Mais la technologie a ses revers. Fu Weikai constate que la vision du monde de nombreux jeunes est façonnée par leurs smartphones : « Ce qu’ils savent de leurs amis, ce sont leurs stories Instagram et leurs vidéos TikTok. » « Certains jeunes sont assez maladroits dans les interactions sociales, car la plupart d’entre eux communiquent surtout virtuellement. »
C’est pour cela que lui et les autres responsables de l’Église s’efforcent de nouer avec eux des relations en dehors des espaces virtuels. L’Église dispose d’un espace où les élèves de l’école secondaire anglicane peuvent se réunir et faire connaissance avec certains employés de l’Église pendant les pauses. Dans cet environnement climatisé, les étudiants peuvent également jouer de la guitare ou de la batterie pour se détendre.
En réfléchissant à la manière dont les jeunes interagissent avec l’information, Fu Weikai a également modifié la façon dont il prépare ses sermons et les sujets qu’il aborde dans le cadre de la pastorale des jeunes. « Je ne peux pas les haranguer pendant 40 minutes. » « Avant, si on leur demandait de sauter, ils répondaient : “À quelle hauteur ?” Aujourd’hui, ils demandent : “Pourquoi sauter ?” »
Aujourd’hui, il limite ses sermons à environ 20 minutes et ne se lance plus dans des listes de choses à faire et à ne pas faire. Par exemple, lorsqu’il prêche sur le thème de l’orgueil, il ne peut pas se contenter de leur dire d’arrêter d’être orgueilleux. « Il s’agit d’expliquer le problème de l’orgueil, de reconnaître la présence de l’orgueil dans nos vies et de s’appuyer sur la fidélité de Dieu pour nous en délivrer. »
Répondre aux « pourquoi »
Eddie Ho, pasteur à la Faith Methodist Church et responsable de la pastorale des jeunes (200 membres), explique que les jeunes lui demandent souvent : « Pourquoi devrais-je faire confiance à la Bible ? »
Par le passé les adolescents acceptaient plus volontiers ce que leurs parents et leurs enseignants leur disaient. Aujourd’hui, avec l’accès très facile à internet, les jeunes recherchent d’autres approches et d’autres perspectives.
« Nous ne pouvons pas supposer qu’ils sont convaincus que la Bible est la vérité », dit Eddie Ho. « Nous devons expliquer le “pourquoi”. Nous devons leur expliquer les principes sous-jacents aux commandements de Dieu. »
———
§ CONSIGNE 1:
Présente sous forme de tableau Markdown les entrées, du début jusqu'à la ligne contenant « column 28, row 53 » comprise, avec les colonnes « N° » et « Ligne » ; omets les lignes vides.
———
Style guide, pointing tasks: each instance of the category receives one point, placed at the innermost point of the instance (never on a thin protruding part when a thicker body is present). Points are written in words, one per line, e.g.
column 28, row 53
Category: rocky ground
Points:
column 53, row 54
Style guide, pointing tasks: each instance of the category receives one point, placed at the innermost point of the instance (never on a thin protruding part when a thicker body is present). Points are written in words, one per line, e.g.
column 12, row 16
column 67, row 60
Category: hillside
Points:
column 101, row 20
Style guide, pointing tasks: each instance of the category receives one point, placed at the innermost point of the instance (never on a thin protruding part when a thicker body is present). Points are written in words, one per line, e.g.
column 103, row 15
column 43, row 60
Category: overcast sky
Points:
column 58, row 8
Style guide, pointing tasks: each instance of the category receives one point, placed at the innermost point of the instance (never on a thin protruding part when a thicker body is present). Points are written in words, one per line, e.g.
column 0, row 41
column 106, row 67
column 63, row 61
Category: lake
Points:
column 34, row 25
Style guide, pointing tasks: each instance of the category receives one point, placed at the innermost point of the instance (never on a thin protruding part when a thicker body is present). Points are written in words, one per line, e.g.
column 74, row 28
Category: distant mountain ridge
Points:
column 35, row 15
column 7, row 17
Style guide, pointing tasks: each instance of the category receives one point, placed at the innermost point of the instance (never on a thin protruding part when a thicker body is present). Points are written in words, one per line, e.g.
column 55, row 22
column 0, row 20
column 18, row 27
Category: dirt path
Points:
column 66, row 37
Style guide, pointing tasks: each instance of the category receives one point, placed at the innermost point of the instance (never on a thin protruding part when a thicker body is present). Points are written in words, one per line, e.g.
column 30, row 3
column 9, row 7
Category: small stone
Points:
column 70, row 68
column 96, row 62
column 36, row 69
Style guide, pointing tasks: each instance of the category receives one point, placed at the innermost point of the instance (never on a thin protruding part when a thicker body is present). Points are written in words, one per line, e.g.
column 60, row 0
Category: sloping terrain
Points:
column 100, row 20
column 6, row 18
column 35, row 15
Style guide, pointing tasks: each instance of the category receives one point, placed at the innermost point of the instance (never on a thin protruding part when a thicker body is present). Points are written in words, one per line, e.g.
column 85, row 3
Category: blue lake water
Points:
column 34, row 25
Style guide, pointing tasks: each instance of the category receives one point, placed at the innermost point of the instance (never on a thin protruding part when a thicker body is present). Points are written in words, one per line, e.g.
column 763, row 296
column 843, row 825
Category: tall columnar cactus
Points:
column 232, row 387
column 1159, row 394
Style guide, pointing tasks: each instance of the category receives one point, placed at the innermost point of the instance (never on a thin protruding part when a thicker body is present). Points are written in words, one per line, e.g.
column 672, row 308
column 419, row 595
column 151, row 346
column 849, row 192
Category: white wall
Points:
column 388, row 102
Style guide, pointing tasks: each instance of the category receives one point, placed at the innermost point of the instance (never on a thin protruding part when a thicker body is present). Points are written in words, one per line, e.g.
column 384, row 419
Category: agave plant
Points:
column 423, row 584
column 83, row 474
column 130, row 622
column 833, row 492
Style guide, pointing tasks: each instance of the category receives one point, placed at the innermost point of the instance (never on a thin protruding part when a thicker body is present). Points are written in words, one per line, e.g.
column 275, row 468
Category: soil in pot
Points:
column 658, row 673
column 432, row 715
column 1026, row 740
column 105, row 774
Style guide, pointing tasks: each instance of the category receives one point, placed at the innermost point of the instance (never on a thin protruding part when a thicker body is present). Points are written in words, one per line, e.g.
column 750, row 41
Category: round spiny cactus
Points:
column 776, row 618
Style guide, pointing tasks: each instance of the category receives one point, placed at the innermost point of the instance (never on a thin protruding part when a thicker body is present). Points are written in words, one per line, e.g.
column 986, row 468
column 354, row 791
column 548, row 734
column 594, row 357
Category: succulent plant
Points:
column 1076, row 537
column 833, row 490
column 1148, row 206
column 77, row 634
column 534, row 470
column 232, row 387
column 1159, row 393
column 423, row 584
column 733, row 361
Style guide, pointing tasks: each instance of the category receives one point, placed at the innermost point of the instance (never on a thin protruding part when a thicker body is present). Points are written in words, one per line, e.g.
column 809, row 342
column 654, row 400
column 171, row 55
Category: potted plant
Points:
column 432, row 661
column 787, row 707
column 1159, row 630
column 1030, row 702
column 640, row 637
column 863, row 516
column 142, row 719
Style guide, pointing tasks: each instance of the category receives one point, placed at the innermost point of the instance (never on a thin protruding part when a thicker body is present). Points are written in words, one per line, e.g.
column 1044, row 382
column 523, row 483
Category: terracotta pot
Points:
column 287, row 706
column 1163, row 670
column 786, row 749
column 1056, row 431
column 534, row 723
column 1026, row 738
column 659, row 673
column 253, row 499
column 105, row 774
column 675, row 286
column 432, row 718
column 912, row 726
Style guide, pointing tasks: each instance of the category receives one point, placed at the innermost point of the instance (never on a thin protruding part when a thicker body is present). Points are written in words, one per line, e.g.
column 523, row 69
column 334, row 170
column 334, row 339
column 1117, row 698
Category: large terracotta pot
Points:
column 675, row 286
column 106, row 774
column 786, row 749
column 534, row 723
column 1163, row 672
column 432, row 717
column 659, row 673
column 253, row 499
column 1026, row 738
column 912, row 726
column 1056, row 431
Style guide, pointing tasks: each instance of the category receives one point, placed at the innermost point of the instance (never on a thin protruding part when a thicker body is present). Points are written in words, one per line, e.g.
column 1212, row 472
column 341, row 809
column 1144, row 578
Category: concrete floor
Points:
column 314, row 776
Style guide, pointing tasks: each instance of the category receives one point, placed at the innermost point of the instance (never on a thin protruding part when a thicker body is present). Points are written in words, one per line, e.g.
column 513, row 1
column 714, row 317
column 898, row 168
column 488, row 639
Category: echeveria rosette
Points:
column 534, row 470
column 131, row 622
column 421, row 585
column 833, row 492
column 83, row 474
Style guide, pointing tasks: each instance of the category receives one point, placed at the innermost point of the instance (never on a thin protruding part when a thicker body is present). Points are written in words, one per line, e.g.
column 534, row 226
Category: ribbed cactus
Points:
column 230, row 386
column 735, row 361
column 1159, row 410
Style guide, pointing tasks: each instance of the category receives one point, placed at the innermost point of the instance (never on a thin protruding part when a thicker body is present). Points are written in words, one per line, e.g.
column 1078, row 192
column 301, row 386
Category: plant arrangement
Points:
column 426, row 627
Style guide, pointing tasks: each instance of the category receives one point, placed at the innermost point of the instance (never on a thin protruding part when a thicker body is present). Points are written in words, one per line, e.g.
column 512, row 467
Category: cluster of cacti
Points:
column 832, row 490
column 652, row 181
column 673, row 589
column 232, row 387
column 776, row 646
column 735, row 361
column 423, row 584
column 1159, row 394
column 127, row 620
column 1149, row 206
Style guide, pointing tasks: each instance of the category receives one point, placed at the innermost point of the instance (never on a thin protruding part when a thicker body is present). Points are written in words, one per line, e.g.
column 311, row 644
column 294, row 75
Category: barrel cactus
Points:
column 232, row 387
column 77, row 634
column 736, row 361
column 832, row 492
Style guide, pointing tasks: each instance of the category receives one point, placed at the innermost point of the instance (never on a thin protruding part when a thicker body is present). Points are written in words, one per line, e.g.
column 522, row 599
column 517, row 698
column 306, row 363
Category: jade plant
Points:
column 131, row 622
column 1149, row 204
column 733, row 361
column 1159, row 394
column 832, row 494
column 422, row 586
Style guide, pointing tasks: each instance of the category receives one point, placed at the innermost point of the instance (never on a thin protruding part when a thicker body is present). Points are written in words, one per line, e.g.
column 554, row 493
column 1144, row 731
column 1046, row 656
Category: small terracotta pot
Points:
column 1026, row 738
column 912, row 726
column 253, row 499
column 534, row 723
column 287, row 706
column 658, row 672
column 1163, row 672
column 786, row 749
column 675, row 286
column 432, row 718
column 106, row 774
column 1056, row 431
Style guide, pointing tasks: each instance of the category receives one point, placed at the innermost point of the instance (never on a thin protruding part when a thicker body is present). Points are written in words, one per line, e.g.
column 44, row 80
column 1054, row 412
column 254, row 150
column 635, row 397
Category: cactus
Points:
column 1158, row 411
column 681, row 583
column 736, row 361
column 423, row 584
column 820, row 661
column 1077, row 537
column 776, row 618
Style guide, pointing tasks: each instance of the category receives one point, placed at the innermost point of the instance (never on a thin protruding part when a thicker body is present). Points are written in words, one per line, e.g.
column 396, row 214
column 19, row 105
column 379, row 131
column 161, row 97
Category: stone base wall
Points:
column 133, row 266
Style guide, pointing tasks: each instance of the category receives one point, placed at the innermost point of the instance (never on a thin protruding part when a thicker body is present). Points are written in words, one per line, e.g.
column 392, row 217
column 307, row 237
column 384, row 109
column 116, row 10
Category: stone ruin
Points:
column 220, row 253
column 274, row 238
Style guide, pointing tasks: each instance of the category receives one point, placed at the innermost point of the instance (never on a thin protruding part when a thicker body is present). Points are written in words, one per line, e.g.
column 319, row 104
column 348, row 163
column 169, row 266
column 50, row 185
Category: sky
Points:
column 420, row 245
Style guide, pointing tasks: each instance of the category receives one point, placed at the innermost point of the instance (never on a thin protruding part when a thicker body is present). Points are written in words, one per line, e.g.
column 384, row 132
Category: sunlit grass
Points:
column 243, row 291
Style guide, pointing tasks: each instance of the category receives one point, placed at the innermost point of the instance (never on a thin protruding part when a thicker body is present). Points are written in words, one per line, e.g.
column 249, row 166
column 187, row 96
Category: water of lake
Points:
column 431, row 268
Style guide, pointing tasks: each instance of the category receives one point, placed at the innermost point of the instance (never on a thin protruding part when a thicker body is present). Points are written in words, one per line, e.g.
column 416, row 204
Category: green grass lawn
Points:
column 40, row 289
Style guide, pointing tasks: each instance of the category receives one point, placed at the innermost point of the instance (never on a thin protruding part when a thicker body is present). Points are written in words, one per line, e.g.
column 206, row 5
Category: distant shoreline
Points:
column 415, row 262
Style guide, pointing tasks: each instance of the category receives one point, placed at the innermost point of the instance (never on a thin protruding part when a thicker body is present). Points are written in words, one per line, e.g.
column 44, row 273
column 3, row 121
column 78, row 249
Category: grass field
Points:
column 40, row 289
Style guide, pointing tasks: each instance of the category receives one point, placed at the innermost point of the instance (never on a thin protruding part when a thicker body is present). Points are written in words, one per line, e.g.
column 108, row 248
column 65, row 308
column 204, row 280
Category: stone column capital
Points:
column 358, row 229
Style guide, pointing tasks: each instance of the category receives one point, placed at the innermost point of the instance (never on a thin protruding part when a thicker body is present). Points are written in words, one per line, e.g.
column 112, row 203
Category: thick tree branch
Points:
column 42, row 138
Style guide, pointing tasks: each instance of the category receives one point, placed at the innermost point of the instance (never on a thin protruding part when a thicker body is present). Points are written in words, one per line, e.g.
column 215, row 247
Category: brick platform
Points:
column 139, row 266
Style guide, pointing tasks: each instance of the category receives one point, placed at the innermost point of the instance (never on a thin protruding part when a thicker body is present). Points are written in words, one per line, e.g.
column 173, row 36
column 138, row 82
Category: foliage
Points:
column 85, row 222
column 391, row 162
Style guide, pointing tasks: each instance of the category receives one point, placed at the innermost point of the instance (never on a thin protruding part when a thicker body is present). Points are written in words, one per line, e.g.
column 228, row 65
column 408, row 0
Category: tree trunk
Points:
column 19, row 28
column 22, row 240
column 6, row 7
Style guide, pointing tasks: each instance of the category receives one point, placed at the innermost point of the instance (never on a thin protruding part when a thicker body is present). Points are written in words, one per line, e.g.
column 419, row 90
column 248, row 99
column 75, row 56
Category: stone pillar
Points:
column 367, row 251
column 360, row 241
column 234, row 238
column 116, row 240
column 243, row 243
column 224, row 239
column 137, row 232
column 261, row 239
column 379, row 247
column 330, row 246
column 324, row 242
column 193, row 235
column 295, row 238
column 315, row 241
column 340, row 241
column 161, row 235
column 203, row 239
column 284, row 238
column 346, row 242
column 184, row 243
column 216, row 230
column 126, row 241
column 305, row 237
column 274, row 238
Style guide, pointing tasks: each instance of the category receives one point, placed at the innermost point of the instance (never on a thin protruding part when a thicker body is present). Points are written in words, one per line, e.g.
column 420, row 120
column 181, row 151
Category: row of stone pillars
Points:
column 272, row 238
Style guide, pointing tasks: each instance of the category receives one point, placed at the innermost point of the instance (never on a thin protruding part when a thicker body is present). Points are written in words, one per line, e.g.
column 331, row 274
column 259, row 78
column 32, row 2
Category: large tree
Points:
———
§ CONSIGNE 2:
Recopie mot pour mot le passage du texte sur la pastorale des jeunes qui commence par les mots « Aujourd’hui, il limite » et se termine par « et d’autres perspectives. ».

§ SOLUTION RÉDIGÉE 1:
| N° | Ligne |
|---|---|
| 1 | Style guide, pointing tasks: each instance of the category receives one point, placed at the innermost point of the instance (never on a thin protruding part when a thicker body is present). Points are written in words, one per line, e.g. |
| 2 | column 28, row 53 |

§ SOLUTION RÉDIGÉE 2:
Aujourd’hui, il limite ses sermons à environ 20 minutes et ne se lance plus dans des listes de choses à faire et à ne pas faire. Par exemple, lorsqu’il prêche sur le thème de l’orgueil, il ne peut pas se contenter de leur dire d’arrêter d’être orgueilleux. « Il s’agit d’expliquer le problème de l’orgueil, de reconnaître la présence de l’orgueil dans nos vies et de s’appuyer sur la fidélité de Dieu pour nous en délivrer. »
Répondre aux « pourquoi »
Eddie Ho, pasteur à la Faith Methodist Church et responsable de la pastorale des jeunes (200 membres), explique que les jeunes lui demandent souvent : « Pourquoi devrais-je faire confiance à la Bible ? »
Par le passé les adolescents acceptaient plus volontiers ce que leurs parents et leurs enseignants leur disaient. Aujourd’hui, avec l’accès très facile à internet, les jeunes recherchent d’autres approches et d’autres perspectives.